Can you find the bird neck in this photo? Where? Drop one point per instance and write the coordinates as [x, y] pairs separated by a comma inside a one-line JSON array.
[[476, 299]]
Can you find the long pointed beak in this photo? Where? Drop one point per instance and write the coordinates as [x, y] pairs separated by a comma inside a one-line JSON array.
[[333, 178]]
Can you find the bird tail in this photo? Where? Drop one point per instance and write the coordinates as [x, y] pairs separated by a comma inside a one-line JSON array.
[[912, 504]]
★ ★ ★
[BRIEF]: Format every line of the entries above as a Markdown table with the columns No. and Text, numbering the rows in order and omitting blank lines.

[OUTPUT]:
| No. | Text |
|---|---|
| 1 | Can you find the bird neck in this photo? Where? Drop one point per instance and write the coordinates as [x, y] pairs separated by a comma inside a one-line JSON array. |
| 2 | [[476, 299]] |
| 3 | Can you find the long pointed beak in this photo? Where? Drop one point per instance and write the coordinates as [x, y] pairs separated by a comma inside a one-line JSON array. |
| 4 | [[333, 178]] |
| 5 | Can you find the bird tail in this photo? Where? Drop one point per instance and write the coordinates as [x, y] pairs separated by a comma inside a one-line JSON array. |
| 6 | [[912, 504]] |